* begin Supplied passage *

China's impending talent
shortage By Swati Lodh Kundu
BANGALORE - A labor shortage, with a
population of 1.3 billion? As unbelievable as it
may seem, this is precisely the situation China
now confronts.
With a huge supply of
low-cost workers, mainland China has fast become
the world's manufacturing workshop, supplying
everything from textiles to toys to computer
chips. Though China has a vast pool of unskilled
labor, firms in the south now complain that they
cannot recruit enough cheap factory and manual
workers. The market is even tighter for skilled
workers. As the economy grows and moves into
higher-value-added work, the challenge of
attracting and retaining staff is rising with the
skill level, as demand outstrips supply.
Only a few of China's vast number of
university graduates are
capable of working for a
multinational company, and the fast-growing
domestic economy absorbs most of those who could.
Indeed, China is facing a looming shortage of
home-grown talent, with serious implications not
only for multinationals now in China, but also for
the growing number of Chinese companies with
global ambitions.
To be sure, China's
potential talent pool is enormous. In 2003 China
had roughly 9.6 million young professional
graduates with up to seven years' work experience
and an additional 97 million people that would
qualify for support-staff positions. Despite this
apparently vast supply, multinational companies
are finding that few graduates have the necessary
skills for service occupations.
Though
developing economies often encounter talent
shortages as they start to grow, China's history
has left it with some peculiar deficits. Its
Confucian heritage, which emphasizes rote learning
and hierarchy, may partly explain why many
graduates, despite good paper qualifications and
English-language skills, are often cautious about
taking the initiative. Some firms complain that
China's one-child policy has made it harder for
them to find natural team players. That there are
few master's programs in business administration
in China may not help either.

* end Supplied passage *
* begin Listing *

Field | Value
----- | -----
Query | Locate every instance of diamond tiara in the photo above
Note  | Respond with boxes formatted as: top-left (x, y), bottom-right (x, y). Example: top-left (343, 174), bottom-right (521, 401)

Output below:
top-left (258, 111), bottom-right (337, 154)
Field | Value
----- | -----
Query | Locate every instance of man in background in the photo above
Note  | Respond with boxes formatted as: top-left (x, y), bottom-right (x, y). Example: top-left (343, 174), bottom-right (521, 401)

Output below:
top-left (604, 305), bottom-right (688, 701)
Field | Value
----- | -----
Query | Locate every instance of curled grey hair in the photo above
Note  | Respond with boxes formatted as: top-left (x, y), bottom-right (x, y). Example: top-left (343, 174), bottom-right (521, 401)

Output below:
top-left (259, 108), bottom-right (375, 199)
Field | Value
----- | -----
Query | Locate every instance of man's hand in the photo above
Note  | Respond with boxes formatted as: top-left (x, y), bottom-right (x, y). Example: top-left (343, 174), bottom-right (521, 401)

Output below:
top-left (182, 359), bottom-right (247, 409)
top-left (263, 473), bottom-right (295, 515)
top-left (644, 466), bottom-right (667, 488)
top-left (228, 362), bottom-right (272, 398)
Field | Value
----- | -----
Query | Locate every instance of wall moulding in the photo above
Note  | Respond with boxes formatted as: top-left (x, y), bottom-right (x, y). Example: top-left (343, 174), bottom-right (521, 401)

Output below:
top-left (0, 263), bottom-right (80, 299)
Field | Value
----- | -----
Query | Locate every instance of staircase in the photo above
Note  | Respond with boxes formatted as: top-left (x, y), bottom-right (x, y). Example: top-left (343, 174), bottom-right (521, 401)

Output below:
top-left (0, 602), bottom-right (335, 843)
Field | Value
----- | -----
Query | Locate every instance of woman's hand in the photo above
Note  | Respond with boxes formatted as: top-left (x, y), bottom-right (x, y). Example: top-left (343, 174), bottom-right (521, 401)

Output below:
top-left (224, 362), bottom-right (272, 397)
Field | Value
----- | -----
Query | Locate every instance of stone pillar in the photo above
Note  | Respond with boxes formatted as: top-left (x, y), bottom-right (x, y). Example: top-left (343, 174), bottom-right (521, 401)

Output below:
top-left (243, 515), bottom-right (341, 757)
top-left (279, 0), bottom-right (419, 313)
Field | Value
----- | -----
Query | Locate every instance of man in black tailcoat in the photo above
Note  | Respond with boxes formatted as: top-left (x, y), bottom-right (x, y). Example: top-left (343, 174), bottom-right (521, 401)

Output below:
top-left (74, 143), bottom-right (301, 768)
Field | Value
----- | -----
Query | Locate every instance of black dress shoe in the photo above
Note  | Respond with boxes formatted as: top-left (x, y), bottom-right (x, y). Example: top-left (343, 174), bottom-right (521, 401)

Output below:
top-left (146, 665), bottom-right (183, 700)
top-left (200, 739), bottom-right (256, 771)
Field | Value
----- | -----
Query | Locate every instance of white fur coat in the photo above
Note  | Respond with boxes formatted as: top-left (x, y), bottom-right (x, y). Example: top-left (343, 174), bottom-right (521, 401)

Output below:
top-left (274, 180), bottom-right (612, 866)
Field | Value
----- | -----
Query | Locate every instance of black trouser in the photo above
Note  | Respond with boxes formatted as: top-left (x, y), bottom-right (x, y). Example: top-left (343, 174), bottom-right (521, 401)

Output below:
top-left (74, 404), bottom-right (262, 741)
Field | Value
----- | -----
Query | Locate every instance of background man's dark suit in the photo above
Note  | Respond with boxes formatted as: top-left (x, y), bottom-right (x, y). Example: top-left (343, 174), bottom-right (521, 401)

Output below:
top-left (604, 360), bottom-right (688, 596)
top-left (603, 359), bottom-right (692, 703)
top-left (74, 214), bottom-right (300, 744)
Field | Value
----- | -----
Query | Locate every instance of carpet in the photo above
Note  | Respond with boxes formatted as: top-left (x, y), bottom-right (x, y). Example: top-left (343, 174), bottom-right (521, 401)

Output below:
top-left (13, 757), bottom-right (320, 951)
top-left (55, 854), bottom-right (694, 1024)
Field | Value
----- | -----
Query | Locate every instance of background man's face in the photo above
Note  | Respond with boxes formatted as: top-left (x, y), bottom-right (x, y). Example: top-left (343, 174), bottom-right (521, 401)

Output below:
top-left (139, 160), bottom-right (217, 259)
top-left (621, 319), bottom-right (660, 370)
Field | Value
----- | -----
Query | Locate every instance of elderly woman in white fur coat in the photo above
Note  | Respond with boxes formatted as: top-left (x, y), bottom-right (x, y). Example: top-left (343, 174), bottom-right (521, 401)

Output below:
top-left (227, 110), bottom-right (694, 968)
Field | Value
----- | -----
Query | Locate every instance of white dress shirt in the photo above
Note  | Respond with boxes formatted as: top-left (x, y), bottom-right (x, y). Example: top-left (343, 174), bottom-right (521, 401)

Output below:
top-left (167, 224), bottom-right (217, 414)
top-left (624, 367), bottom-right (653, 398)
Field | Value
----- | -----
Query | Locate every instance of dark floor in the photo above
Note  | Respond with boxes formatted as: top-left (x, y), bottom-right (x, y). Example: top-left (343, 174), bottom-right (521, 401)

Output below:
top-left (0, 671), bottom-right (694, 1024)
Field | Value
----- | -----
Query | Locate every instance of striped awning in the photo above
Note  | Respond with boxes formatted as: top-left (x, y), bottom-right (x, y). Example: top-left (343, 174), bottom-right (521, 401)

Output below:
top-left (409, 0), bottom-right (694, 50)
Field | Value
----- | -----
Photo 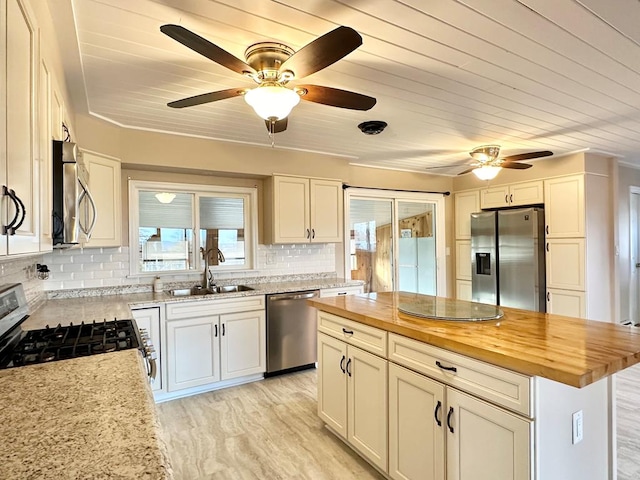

* end Listing *

* [What to do]: Retype the passage on China's talent shortage word for word, from "Only a few of" to "global ambitions.".

* [Written solution]:
Only a few of China's vast number of
university graduates are
capable of working for a
multinational company, and the fast-growing
domestic economy absorbs most of those who could.
Indeed, China is facing a looming shortage of
home-grown talent, with serious implications not
only for multinationals now in China, but also for
the growing number of Chinese companies with
global ambitions.